_Aim of the exercise_:
The line containing "Draw the outline of every instance of the bird's leg" marks the start; return it and every line after it in the listing below, exactly, through the last.
====== Record list
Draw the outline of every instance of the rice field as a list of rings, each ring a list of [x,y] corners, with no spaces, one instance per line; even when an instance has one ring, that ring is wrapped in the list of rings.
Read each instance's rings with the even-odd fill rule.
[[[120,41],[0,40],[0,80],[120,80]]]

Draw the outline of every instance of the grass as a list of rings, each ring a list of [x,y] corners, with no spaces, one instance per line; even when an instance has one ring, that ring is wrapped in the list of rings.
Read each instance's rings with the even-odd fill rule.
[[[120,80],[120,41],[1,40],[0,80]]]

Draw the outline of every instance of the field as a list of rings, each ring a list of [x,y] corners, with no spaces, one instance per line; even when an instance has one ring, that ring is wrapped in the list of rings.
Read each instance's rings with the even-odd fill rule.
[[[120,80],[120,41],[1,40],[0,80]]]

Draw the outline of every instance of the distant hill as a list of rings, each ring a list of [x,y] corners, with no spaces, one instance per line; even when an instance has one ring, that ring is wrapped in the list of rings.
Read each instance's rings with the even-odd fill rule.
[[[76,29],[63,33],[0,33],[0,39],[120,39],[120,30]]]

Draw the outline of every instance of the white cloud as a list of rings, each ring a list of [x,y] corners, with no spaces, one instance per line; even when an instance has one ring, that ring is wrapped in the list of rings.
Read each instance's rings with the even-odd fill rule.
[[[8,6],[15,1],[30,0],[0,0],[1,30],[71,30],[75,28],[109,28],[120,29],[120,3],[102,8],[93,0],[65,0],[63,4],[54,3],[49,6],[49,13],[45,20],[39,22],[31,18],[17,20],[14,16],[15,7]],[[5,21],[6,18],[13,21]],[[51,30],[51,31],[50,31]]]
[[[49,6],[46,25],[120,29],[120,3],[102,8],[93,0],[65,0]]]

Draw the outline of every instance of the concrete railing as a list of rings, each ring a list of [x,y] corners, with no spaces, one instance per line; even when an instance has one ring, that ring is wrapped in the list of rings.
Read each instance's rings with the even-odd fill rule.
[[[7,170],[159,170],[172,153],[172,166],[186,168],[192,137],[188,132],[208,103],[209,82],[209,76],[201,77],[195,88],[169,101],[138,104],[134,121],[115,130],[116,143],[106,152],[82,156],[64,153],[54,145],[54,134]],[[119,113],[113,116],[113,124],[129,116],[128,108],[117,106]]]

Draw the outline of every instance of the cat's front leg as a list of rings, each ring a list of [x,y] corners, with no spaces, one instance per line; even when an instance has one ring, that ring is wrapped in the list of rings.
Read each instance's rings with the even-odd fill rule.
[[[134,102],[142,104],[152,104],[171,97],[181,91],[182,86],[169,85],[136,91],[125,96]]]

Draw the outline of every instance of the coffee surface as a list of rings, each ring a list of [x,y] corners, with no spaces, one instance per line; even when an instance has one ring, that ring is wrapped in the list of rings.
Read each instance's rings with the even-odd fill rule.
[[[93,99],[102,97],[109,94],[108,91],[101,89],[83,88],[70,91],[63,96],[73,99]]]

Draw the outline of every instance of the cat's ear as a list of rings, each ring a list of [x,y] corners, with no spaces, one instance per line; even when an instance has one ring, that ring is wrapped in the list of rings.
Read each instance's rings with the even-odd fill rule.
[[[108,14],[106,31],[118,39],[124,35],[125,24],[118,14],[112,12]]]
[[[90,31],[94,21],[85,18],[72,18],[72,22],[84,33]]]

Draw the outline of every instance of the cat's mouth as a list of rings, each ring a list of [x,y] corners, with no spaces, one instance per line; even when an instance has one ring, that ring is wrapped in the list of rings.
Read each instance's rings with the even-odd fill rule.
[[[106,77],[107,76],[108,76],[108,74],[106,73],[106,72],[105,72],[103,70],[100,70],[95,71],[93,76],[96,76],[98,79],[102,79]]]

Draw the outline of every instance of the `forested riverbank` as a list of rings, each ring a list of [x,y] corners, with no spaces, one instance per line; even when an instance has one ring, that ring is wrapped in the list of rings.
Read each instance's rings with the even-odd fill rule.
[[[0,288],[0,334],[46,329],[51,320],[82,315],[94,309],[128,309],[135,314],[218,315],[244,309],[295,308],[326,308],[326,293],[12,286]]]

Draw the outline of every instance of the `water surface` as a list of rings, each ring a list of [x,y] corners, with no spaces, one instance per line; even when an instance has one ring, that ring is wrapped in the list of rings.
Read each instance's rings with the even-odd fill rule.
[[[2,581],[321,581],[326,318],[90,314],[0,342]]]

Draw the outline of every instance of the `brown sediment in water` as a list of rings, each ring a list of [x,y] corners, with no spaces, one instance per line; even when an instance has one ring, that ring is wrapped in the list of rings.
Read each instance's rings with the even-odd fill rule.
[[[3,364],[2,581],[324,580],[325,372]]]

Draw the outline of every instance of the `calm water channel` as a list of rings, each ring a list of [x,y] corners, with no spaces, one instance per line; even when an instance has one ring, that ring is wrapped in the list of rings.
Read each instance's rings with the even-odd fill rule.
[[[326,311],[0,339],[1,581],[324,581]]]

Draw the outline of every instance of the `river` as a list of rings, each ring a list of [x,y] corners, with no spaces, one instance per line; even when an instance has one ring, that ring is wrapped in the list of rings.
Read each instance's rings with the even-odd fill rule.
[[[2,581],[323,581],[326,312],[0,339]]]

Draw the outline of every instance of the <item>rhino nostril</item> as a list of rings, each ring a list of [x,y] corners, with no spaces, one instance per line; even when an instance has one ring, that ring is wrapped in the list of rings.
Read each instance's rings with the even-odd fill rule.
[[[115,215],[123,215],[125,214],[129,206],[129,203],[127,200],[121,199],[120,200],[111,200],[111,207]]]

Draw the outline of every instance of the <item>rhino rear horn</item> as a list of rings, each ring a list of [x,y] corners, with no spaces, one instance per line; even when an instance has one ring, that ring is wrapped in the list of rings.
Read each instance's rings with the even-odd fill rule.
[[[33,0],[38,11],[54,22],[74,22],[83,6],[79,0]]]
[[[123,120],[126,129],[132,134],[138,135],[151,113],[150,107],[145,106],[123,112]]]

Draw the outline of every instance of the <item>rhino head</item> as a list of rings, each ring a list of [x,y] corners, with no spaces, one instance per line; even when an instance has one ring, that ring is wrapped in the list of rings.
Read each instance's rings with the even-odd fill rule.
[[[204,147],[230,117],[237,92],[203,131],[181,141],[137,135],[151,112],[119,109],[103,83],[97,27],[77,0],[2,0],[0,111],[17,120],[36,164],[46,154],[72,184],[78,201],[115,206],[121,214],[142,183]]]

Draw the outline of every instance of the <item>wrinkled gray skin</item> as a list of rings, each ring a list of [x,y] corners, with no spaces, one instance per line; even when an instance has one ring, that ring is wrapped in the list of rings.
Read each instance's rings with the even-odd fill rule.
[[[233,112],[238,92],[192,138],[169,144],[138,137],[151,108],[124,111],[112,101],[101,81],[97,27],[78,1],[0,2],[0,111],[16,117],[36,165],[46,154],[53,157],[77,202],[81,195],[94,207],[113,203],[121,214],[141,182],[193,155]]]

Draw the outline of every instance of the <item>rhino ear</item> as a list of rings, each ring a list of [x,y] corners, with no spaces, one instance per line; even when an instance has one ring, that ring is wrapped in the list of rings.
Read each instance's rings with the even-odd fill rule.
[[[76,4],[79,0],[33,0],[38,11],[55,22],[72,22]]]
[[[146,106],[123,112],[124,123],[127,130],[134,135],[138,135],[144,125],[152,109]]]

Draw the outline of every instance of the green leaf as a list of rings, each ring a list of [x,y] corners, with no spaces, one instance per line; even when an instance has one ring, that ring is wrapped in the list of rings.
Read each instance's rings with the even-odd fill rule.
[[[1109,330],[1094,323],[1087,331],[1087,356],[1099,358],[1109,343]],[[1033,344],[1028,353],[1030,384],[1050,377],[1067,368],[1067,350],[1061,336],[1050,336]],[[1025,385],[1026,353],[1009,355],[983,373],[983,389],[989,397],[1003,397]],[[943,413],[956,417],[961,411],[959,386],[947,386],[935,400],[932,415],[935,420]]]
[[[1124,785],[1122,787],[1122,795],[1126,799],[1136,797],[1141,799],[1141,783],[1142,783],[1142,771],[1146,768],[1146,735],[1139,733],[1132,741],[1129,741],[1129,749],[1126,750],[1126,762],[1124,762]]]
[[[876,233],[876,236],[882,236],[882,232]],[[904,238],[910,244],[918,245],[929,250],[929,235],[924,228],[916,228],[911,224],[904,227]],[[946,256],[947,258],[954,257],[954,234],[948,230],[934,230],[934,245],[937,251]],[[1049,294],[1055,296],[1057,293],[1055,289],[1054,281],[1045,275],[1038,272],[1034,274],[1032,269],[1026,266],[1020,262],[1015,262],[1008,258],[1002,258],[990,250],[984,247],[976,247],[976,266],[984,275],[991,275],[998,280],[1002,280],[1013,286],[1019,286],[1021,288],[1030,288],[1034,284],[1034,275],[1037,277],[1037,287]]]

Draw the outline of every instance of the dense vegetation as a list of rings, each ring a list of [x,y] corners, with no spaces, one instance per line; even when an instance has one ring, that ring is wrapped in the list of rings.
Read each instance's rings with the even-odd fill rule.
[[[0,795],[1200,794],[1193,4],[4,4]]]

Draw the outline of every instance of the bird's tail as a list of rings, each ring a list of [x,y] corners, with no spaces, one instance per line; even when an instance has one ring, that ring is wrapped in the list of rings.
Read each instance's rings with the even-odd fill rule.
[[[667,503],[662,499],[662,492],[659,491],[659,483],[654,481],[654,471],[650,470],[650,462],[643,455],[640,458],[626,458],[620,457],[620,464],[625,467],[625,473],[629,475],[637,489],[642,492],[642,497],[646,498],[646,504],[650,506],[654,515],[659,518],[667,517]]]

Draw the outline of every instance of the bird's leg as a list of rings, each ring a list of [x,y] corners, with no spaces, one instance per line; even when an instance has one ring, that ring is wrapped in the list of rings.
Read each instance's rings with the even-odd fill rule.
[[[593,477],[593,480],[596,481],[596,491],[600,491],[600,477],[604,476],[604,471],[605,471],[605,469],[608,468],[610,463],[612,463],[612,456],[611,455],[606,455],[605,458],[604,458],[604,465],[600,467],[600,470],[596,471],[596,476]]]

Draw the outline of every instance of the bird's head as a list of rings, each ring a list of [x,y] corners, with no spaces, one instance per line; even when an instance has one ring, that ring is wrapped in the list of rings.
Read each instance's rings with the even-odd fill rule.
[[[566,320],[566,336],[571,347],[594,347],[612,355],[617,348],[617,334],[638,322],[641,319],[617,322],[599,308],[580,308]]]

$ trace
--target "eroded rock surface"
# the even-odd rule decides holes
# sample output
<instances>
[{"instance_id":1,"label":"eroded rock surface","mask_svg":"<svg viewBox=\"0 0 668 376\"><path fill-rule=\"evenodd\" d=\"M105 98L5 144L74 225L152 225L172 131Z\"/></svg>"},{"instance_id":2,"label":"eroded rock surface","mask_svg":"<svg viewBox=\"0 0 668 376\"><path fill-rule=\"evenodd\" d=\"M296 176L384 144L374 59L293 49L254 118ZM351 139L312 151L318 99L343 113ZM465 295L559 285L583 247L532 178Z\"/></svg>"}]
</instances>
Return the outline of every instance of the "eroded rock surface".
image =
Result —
============
_Response to this task_:
Draw the outline of every instance of the bird's leg as a list of rings, each ring a list of [x,y] corners, with no spaces, one instance per line; even when an instance has one ring, that ring is wrapped in the list of rings.
Read each instance's rings with the even-odd fill rule.
[[[593,477],[593,480],[596,481],[596,491],[600,491],[600,477],[604,476],[604,471],[605,471],[605,469],[608,468],[610,463],[612,463],[612,456],[611,455],[606,455],[605,458],[604,458],[604,465],[600,467],[600,470],[596,471],[596,476]]]

Draw the outline of every instance of the bird's head as a list of rings, each ring a list of [x,y] corners, with no spaces, one instance per line; even when an instance has one ring, that ring is wrapped in the list of rings.
Read each instance's rings with the even-odd fill rule.
[[[566,320],[566,336],[571,347],[594,347],[612,355],[617,348],[617,334],[638,322],[641,319],[617,322],[599,308],[580,308]]]

$ trace
--target "eroded rock surface"
# the even-odd rule decides holes
# sample output
<instances>
[{"instance_id":1,"label":"eroded rock surface","mask_svg":"<svg viewBox=\"0 0 668 376\"><path fill-rule=\"evenodd\" d=\"M105 98L5 144L74 225L152 225L172 131Z\"/></svg>"},{"instance_id":2,"label":"eroded rock surface","mask_svg":"<svg viewBox=\"0 0 668 376\"><path fill-rule=\"evenodd\" d=\"M296 176L384 144L374 59L293 49L254 118ZM351 139L312 151L318 99L343 113ZM465 295L559 285L583 247L532 178Z\"/></svg>"}]
</instances>
Return the outline of every instance of the "eroded rock surface".
image =
Result —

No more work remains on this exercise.